Face à cela, l’artiste Robel Temesgen a choisi l’approche « Wax and Gold ». Le recours à la poésie lui a permis, grâce à son caractère suggestif, de parler de cette crise sans se mettre en danger, ainsi que les auteurs qu’il cite. Incluant dans ses œuvres graphiques de véritables informations, tirées des archives de ces journaux censurés, Robel Temesgen a créé ce qu’il appelle des « non-conventional archives ». L’œuvre oscille entre le littéral et le suggestif, le documentaire et le poétique. Elle est aussi éminemment politique : en tant que document d’archives, elle est un lieu de mémoire du passé, mais l’approche poétique fait de cette œuvre le point de départ pour une réflexion sur le présent.
Pour Olafur Eliasson, l’œuvre d’art doit être capable de nous écouter, plus que de nous dire : « Aller à une exposition, c’est aussi se voir soi-même » (Akademie der Künste, 26 octobre 2016). Robel Temesgen a créé une œuvre qui écoute : elle est la caisse de résonance d’une crise politique et sociale qui dure, et offre un espace de liberté et d’expression aux voix qui furent réprimées. Mais il est bien question ici du présent. Réactualisant les événements tragiques d’un passé très proche, l’œuvre fait écho, pour le public, à des questionnements sur la liberté d’expression encore bien actuels pour de nombreux pays.

**CONSIGNES**
Relevez toutes les expressions que l'extrait fourni place entre guillemets.

**SEGMENT DE DONNÉES**
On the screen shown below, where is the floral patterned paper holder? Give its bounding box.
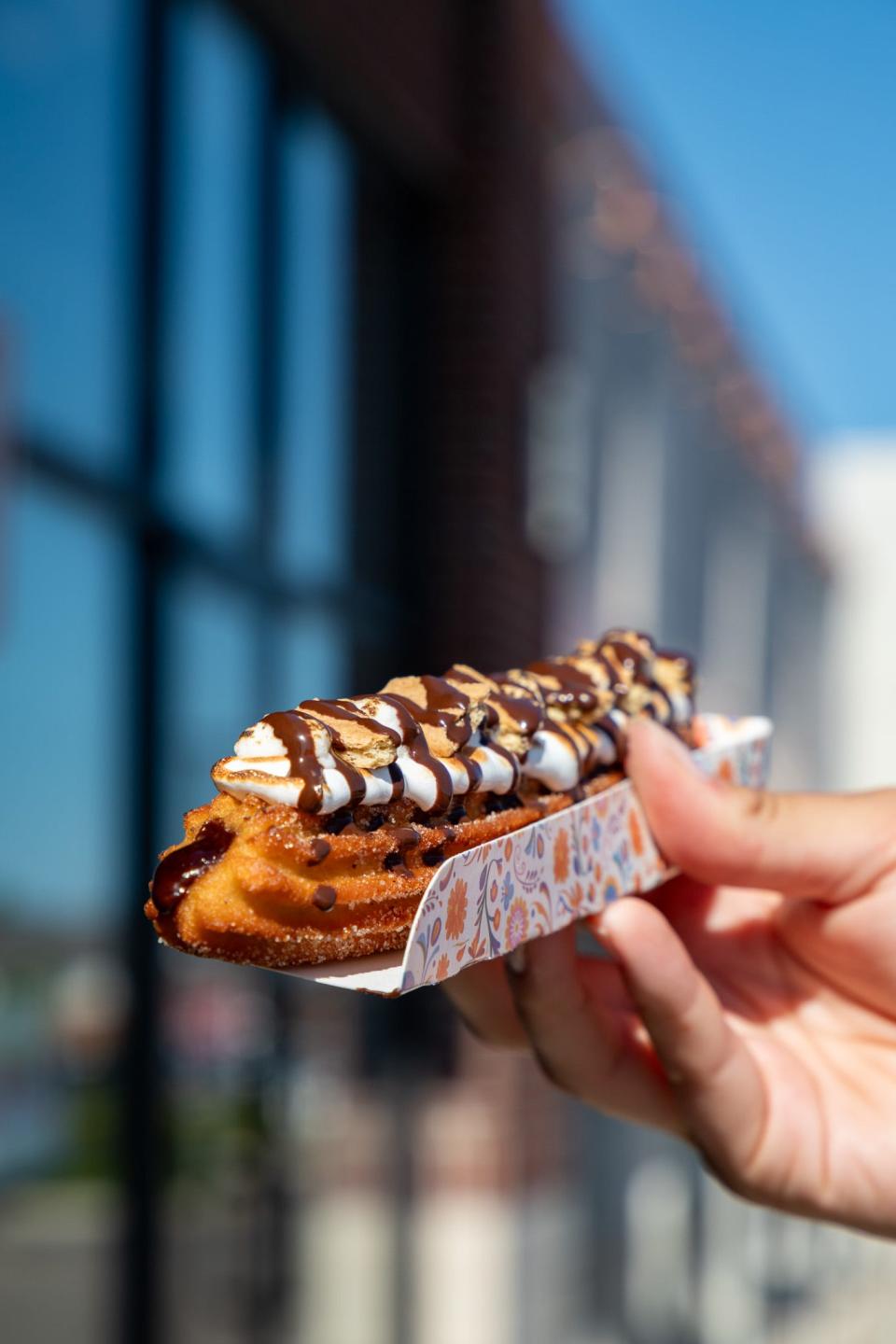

**RÉPONSE CORRECTE**
- « Wax and Gold »
- « non-conventional archives »
- « Aller à une exposition, c’est aussi se voir soi-même »